把下列所有条目中的“photograph”替换成“image”，其余内容一律不变，并重新写出这些行，答案中不要附图片。

位置识别条目:
····················

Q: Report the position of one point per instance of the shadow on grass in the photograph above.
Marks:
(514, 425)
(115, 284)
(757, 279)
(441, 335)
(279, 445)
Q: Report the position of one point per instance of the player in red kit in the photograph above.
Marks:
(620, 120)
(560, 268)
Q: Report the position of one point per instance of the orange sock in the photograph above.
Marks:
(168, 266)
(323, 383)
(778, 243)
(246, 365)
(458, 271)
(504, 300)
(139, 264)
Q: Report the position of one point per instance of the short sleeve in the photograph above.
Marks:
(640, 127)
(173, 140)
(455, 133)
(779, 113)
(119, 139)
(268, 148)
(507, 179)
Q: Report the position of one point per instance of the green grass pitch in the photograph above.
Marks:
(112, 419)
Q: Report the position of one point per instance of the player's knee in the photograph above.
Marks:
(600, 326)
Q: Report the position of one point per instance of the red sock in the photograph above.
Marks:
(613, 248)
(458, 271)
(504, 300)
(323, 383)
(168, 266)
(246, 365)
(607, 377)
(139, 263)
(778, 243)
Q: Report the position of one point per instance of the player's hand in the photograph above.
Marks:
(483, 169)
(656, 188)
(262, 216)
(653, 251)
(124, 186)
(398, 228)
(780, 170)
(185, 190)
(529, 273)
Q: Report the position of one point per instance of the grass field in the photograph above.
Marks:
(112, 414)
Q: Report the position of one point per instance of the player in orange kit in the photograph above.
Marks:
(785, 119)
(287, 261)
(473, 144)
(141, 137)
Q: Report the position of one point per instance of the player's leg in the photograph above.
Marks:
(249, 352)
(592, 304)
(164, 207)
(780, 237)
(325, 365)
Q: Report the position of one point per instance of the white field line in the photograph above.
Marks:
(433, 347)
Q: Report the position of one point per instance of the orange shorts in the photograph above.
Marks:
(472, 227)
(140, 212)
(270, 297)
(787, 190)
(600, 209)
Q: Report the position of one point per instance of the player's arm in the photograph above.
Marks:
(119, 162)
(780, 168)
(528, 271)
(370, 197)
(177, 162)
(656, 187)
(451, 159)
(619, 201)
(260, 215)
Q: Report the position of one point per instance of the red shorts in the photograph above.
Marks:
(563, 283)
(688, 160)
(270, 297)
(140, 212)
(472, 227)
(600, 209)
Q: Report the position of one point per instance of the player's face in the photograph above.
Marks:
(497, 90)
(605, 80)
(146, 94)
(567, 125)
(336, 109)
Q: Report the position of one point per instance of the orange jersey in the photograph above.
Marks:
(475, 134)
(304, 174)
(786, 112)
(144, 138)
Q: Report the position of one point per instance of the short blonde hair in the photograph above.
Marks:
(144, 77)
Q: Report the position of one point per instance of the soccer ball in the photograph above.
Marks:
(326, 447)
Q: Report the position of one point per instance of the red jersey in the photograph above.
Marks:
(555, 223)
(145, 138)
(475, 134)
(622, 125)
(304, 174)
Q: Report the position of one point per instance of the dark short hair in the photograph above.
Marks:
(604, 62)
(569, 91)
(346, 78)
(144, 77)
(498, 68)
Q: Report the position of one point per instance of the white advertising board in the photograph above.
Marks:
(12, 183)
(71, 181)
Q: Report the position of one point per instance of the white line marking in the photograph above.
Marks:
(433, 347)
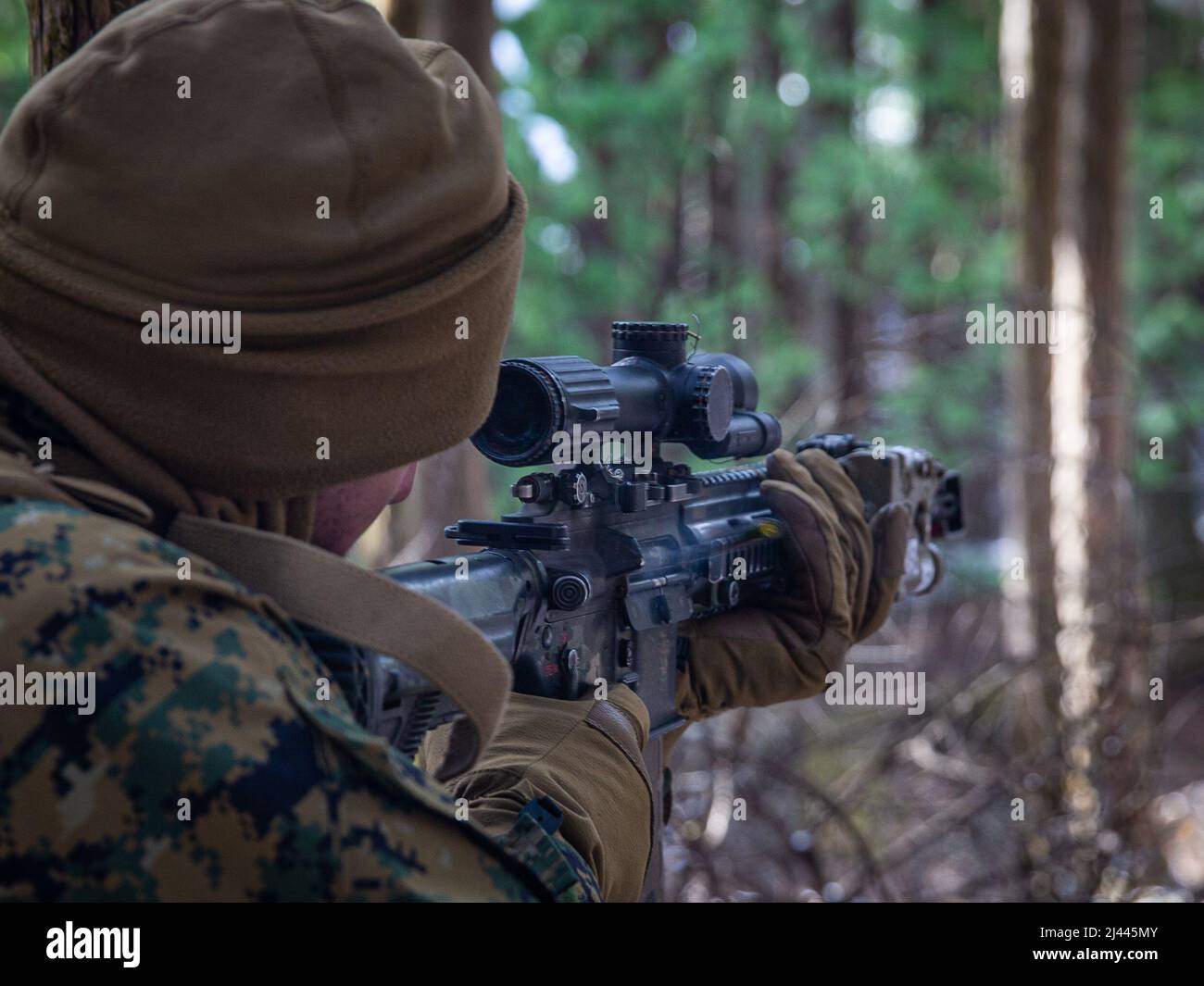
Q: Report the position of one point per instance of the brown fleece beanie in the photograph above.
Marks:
(187, 156)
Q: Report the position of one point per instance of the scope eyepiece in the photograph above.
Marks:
(707, 401)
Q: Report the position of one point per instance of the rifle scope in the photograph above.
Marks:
(707, 401)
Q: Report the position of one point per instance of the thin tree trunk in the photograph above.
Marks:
(1115, 607)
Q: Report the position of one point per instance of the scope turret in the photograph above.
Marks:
(706, 401)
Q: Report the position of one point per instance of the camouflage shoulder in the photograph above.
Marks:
(205, 760)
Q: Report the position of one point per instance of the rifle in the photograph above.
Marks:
(586, 584)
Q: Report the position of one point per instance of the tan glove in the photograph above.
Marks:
(843, 578)
(584, 755)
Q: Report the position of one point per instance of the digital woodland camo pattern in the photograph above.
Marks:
(205, 692)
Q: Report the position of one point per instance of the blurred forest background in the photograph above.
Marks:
(827, 188)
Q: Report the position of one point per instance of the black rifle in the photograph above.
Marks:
(585, 585)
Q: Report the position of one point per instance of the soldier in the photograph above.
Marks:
(294, 171)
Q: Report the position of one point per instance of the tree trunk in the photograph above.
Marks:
(1115, 607)
(58, 28)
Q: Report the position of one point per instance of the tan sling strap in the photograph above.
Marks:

····················

* [任务解答]:
Q: Report the position of one point per instance of the shadow on grass in the image above.
Marks:
(514, 425)
(115, 284)
(757, 279)
(441, 335)
(279, 445)
Q: Report the position of one point per instance of the player in red kit in the image above.
Marks:
(620, 120)
(560, 268)
Q: Report the position of one point per instance of the orange sock in the image above.
Marks:
(168, 266)
(323, 383)
(778, 243)
(246, 365)
(458, 271)
(504, 300)
(139, 264)
Q: Report the position of one point per instance of the short sleeve in the image above.
Marks:
(640, 127)
(173, 140)
(455, 133)
(779, 113)
(119, 139)
(268, 148)
(507, 179)
Q: Report the position of one point per instance of the green grass pitch in the image above.
Marks:
(112, 419)
Q: Report the position of one point per instance of the player's knee in the image above.
Marks:
(600, 326)
Q: Report the position of one point per instance of the red sock in the image above.
Marks:
(613, 248)
(458, 271)
(504, 300)
(323, 383)
(168, 266)
(246, 365)
(607, 377)
(139, 263)
(778, 243)
Q: Report the position of one point per instance of the player's hand in the image above.
Marks:
(483, 169)
(656, 188)
(262, 216)
(653, 251)
(124, 186)
(398, 228)
(780, 170)
(185, 190)
(529, 273)
Q: Report the position of one point per instance of the grass field in the image above.
Marks:
(112, 414)
Q: Report the position of one point per instance of the player in orange kit in the image above.
Marks:
(785, 119)
(287, 261)
(473, 144)
(141, 137)
Q: Report the position of one point per instance of the player's leg in the image above.
Marks:
(249, 352)
(592, 304)
(164, 207)
(780, 237)
(325, 365)
Q: Report the position of one point per instance of the white field line in the image above.
Marks:
(433, 347)
Q: Report the position of one point per instance of the orange shorts in the image above.
Marks:
(472, 227)
(140, 212)
(270, 297)
(787, 190)
(600, 209)
Q: Report the position of one point per instance of the player's arm in the image above.
Marks:
(119, 162)
(780, 168)
(528, 271)
(370, 197)
(177, 162)
(656, 187)
(451, 159)
(619, 201)
(260, 215)
Q: Report the position of one point per instance of the red shorts in the image above.
Marks:
(563, 283)
(688, 160)
(270, 297)
(140, 212)
(472, 227)
(600, 209)
Q: Report the position of one point per instance of the player's face in the image above.
Marks:
(497, 90)
(605, 80)
(146, 94)
(567, 125)
(336, 109)
Q: Report the position of one point per instance of the orange jersey in the image above.
Marks:
(475, 134)
(304, 174)
(786, 112)
(144, 138)
Q: Report the position of one point per instance of the short blonde hair in the image above.
Marks:
(144, 77)
Q: Report the position of one point per instance of the soccer ball in the image above.
Marks:
(326, 447)
Q: Report the position of one point per instance of the red jersey in the image above.
Marks:
(555, 223)
(145, 138)
(475, 134)
(622, 125)
(304, 174)
Q: Report the position of one point per instance of the dark short hair in the image above.
Marks:
(604, 62)
(569, 91)
(346, 78)
(144, 77)
(498, 68)
Q: Report the position of one point per instance of the white advertising board in the image above.
Marks:
(12, 183)
(71, 181)
Q: Report the position of one point per instance of the white line marking in the image above.
Marks:
(433, 347)
Q: Report the position of one point per instance of the brown fleece beanie in the image above.
Marks:
(187, 156)
Q: Report the position of one point per instance of the scope eyepiece in the image above.
Marks:
(707, 401)
Q: Report the position of one point per instance of the rifle scope in the image above.
Marks:
(707, 401)
Q: Report the position of one point per instance of the thin tree trunk in the image above.
Marks:
(1115, 607)
Q: Report the position of one point per instance of the scope turret in the image above.
Marks:
(706, 401)
Q: Report the position of one point per instance of the camouflage shoulder in the image above.
Marks:
(205, 760)
Q: Report the position of one point per instance of the rifle in the image above.
Marks:
(586, 584)
Q: Report the position of one point per instance of the tan glove in the image above.
Marks:
(843, 578)
(584, 755)
Q: Report the position of one point per instance of the digital woodland camo pattern in the image above.
Marks:
(205, 692)
Q: Report the position of one point per instance of the blurred forest background in the image above.
Marks:
(827, 188)
Q: Report the position of one point per instance of the black rifle in the image above.
Marks:
(585, 585)
Q: Report the position of one point per instance of the soldier in the image above.
Marks:
(294, 171)
Q: Report the position of one point per instance of the tree trunk in the image above.
Marks:
(1115, 607)
(58, 28)
Q: Report the position of one point per instance of the tan sling strap in the image above.
Marks:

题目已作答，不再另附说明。